Le code des marchés publics vient d'être amendé pour la seconde fois en moins d'une année. Dans le but de limiter la corruption et afin de protéger les deniers publics, le gouvernement avait publié au mois d'octobre dernier un nouveau code des marchés publics, qui était censé combler les lacunes en la matière et entériner, de façon définitive, les dispositions prises dans le cadre de la loi de finances complémentaire pour 2010 imposant aux soumissionnaires étrangers d'investir dans le même domaine d'activité du marché et dans le cadre d'un partenariat donnant la majorité à l'actionnariat national. Or, le nouveau texte a eu un effet pervers. D'abord par le fait qu'il imposait le recours au code des marchés publics et aux procédures d'appels d'offres systématiquement lorsque l'argent de l'Etat est mis à contribution, ce qui élargissait le champ d'application non seulement aux administrations publiques mais aussi aux entreprises publiques économiques qui étaient censées être régies par les règles de commercialité et le code du commerce.

- - - -

▶ **EXERCICES PROPOSÉS**
**A.** Reformulez sous forme de liste le paragraphe du texte fourni qui commence par « Le code des marchés publics vient d'être amendé ». Conservez-en les faits principaux.
**B.** Rédigez la suite du texte fourni sur le code des marchés publics, à partir de sa dernière phrase.

- - - -

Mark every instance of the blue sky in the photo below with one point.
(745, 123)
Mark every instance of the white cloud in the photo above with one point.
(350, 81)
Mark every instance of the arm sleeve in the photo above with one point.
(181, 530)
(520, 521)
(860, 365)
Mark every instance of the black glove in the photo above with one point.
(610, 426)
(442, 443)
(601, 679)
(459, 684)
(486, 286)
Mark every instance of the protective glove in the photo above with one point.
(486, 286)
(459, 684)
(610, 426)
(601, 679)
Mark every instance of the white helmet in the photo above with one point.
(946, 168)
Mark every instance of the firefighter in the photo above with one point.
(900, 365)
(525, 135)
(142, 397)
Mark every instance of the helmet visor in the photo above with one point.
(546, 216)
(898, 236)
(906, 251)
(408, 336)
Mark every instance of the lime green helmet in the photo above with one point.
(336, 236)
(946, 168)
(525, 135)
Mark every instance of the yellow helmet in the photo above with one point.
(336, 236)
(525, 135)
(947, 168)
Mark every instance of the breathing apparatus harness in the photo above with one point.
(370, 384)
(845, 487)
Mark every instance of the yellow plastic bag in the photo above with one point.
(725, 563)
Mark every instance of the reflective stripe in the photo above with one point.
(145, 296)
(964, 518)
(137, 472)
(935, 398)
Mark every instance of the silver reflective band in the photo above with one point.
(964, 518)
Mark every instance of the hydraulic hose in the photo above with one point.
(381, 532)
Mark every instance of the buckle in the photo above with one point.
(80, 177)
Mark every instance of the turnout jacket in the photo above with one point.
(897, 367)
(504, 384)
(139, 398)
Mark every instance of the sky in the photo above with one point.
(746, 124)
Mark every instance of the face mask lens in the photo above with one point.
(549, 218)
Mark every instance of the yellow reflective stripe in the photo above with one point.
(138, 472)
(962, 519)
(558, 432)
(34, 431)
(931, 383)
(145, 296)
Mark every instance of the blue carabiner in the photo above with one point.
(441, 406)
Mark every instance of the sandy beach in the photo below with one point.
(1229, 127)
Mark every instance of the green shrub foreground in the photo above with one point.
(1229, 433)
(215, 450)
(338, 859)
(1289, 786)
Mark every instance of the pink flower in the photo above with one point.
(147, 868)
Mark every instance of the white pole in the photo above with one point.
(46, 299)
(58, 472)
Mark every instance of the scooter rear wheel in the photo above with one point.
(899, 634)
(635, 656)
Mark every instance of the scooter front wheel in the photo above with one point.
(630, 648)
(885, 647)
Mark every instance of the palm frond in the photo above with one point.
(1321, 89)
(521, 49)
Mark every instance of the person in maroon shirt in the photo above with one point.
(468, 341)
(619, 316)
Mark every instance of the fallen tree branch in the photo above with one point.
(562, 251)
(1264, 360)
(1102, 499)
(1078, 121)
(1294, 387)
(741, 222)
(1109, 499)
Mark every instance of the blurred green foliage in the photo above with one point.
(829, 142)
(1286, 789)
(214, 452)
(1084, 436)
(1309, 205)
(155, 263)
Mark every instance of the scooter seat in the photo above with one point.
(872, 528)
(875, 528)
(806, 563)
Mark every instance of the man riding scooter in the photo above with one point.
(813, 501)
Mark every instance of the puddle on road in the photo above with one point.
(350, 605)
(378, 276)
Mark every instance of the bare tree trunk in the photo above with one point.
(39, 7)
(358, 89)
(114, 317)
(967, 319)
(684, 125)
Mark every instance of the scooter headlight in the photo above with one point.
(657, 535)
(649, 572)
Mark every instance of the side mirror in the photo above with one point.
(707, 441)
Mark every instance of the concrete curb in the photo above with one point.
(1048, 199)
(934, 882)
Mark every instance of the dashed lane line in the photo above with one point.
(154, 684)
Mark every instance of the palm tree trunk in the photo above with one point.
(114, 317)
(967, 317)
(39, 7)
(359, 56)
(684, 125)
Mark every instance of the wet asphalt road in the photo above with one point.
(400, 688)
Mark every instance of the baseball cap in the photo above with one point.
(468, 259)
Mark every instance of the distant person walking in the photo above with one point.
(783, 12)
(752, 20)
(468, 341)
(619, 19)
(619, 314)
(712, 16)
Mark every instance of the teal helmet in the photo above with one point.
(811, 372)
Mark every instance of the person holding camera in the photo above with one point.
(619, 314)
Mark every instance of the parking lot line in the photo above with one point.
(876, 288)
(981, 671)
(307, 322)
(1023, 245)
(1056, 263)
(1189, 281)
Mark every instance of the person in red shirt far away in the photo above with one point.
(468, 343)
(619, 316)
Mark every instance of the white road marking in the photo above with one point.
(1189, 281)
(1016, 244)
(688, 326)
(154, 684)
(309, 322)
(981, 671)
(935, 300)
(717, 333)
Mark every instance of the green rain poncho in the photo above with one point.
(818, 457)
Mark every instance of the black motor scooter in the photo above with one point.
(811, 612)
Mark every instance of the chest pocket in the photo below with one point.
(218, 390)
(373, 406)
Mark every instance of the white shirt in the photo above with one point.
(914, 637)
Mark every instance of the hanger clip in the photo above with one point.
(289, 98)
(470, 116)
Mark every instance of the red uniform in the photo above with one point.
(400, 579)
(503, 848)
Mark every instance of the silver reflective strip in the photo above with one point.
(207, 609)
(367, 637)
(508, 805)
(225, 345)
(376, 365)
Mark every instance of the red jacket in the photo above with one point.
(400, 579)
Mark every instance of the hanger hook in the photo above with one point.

- - - -

▶ **RÉSULTATS DE L'EXERCICE**
**A.**
- Le code des marchés publics a été amendé pour la seconde fois en moins d'une année.
- En octobre dernier, le gouvernement avait publié un nouveau code afin de limiter la corruption et de protéger les deniers publics.
- Ce code devait combler les lacunes en la matière et entériner définitivement les dispositions de la loi de finances complémentaire pour 2010.
- Ces dispositions imposaient aux soumissionnaires étrangers d'investir dans le même domaine d'activité que le marché, dans le cadre d'un partenariat donnant la majorité à l'actionnariat national.
- Le nouveau texte a toutefois eu un effet pervers : il imposait systématiquement le recours au code des marchés publics et aux appels d'offres dès que l'argent de l'État était engagé.
- Son champ d'application s'étendait ainsi aux administrations publiques et aux entreprises publiques économiques, pourtant censées être régies par les règles de commercialité et le code du commerce.

**B.**
Les nouvelles dispositions avaient alors pour effet de compliquer pour les entreprises toute procédure d'achat et de fourniture, même lorsqu'il s'agit d'acquérir de simples consommables, voire même des intrants pour les chaînes de production. L'autre effet pervers concerne l'obligation d'investir pour les soumissionnaires étrangers, lesquels se sont vu fermer la porte aux marchés publics, notamment à cause de la difficulté de trouver des partenaires nationaux résidents qui pourraient avoir les capacités nécessaires pour s'engager dans certains projets de grande envergure. Résultat des courses, tous les programmes de développement ont été bloqués, et l'activité économique nationale a été marquée, ces derniers mois, par une certaine morosité.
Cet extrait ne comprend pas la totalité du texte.